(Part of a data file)
..........

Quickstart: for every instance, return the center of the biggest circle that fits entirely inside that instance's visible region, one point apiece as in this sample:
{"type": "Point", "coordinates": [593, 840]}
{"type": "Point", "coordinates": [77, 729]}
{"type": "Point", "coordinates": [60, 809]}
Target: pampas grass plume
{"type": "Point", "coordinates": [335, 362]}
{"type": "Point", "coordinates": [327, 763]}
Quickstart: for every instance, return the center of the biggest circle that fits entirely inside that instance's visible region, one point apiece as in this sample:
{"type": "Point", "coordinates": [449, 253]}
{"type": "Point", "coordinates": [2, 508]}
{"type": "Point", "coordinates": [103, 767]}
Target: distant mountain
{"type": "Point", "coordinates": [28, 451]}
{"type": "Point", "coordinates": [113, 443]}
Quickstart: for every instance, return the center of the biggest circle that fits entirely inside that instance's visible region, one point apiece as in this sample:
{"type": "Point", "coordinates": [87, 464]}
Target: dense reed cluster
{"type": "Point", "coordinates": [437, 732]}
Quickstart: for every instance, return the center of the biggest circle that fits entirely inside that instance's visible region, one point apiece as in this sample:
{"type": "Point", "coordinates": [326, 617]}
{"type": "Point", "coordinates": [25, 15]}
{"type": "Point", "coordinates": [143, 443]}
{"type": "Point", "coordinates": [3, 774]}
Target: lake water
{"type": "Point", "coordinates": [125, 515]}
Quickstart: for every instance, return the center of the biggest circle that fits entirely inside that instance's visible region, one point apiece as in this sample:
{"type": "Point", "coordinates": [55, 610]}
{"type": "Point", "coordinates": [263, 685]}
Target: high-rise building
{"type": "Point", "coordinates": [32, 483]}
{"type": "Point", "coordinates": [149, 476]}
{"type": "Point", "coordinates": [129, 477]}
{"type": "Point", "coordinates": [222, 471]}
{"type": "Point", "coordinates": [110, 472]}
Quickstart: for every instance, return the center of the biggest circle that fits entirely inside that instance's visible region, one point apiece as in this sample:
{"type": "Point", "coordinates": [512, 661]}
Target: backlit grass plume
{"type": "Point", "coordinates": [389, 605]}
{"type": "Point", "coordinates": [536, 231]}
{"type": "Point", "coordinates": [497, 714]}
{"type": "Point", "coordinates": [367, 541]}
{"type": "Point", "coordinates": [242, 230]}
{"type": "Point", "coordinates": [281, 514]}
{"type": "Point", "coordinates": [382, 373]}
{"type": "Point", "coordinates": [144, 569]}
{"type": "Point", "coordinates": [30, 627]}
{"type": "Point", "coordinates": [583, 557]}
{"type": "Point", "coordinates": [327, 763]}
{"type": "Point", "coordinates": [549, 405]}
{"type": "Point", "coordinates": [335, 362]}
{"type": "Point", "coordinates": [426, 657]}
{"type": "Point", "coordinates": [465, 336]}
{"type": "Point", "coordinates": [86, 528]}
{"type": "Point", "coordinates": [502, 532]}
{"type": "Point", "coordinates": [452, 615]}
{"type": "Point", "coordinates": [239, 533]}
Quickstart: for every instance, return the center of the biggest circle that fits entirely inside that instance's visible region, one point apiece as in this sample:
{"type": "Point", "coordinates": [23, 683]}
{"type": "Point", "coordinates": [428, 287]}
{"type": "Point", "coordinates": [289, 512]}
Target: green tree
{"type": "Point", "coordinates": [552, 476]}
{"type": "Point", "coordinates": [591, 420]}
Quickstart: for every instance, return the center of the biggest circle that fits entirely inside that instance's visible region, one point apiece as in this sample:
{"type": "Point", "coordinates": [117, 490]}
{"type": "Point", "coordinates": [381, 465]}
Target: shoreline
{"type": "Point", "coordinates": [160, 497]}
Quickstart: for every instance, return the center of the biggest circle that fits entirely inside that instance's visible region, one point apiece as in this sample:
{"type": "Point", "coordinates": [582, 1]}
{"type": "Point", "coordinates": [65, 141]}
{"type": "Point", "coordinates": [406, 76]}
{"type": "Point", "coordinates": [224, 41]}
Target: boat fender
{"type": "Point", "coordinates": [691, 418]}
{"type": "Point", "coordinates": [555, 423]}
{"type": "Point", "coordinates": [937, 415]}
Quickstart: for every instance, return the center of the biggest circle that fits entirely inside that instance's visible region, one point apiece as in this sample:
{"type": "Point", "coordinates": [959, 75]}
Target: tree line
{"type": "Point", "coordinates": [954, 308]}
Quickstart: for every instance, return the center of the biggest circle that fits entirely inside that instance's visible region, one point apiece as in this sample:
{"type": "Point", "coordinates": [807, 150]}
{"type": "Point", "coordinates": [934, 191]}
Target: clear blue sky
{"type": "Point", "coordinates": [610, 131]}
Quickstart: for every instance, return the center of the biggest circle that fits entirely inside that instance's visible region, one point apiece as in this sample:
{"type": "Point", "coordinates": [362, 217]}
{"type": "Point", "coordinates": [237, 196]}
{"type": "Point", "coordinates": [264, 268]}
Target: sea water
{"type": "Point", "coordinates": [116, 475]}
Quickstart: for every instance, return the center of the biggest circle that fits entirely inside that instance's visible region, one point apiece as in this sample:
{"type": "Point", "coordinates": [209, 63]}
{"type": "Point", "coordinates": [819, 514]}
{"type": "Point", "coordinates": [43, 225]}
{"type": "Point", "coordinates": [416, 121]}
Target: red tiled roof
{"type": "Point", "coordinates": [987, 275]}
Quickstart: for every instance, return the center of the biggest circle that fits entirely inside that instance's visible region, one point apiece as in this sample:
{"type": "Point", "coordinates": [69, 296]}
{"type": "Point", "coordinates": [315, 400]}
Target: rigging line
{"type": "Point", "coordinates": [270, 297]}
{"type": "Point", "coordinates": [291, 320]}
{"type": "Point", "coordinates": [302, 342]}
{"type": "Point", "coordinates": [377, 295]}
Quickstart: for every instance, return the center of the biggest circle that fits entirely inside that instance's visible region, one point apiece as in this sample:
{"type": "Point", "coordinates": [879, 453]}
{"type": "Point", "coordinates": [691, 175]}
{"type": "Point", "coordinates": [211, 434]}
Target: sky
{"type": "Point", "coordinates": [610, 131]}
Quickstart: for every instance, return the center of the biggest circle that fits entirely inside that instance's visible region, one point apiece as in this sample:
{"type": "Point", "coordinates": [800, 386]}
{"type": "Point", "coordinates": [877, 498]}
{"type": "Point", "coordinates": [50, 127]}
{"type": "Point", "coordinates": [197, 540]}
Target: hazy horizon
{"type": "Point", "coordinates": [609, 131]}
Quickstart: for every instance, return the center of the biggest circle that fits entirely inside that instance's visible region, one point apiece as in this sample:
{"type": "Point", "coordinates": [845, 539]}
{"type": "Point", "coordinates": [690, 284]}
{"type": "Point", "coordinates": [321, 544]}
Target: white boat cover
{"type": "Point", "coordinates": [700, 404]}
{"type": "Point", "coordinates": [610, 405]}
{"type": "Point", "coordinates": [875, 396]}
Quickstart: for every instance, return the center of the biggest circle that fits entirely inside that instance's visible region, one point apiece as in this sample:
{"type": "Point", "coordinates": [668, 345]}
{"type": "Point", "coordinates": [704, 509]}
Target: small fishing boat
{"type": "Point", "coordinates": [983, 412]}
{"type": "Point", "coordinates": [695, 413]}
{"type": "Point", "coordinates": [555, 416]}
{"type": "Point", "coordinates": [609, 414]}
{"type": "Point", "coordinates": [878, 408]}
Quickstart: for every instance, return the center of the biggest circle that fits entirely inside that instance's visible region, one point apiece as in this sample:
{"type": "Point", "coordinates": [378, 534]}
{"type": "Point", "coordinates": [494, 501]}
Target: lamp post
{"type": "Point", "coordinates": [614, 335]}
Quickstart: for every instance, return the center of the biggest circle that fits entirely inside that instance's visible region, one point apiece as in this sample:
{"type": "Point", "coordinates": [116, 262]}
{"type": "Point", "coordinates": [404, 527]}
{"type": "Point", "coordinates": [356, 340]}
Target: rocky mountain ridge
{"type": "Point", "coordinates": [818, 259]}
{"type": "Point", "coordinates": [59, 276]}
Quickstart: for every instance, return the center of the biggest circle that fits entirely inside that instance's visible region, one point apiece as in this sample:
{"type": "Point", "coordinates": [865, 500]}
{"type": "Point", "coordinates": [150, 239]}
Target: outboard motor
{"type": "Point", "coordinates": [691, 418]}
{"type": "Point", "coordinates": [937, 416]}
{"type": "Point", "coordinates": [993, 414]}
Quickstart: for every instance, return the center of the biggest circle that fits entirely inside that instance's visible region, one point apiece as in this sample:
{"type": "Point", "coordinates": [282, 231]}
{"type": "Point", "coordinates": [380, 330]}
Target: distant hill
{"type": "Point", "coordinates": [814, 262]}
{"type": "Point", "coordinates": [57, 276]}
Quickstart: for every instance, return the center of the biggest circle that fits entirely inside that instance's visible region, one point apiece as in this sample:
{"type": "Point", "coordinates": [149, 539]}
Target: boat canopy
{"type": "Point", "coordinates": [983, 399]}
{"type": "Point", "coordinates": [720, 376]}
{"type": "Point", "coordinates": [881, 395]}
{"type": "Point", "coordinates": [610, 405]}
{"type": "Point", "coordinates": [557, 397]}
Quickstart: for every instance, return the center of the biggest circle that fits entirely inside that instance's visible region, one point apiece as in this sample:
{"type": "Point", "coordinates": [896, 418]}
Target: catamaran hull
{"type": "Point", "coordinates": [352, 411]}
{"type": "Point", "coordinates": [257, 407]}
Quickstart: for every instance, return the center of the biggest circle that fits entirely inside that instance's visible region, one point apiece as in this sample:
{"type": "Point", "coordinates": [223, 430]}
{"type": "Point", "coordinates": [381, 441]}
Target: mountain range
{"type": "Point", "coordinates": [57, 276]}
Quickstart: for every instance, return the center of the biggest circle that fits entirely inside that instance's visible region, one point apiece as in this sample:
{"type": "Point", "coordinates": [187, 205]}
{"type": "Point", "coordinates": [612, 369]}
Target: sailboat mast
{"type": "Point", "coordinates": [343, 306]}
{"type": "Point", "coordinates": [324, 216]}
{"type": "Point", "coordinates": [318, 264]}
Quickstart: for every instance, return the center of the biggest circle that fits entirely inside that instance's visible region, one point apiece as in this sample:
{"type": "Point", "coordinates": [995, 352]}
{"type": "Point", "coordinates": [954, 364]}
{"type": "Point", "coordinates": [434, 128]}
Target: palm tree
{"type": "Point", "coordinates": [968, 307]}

..........

Pull out each line of the records above that contains the string "tree". Case counts.

Target: green tree
Target: tree line
Target: palm tree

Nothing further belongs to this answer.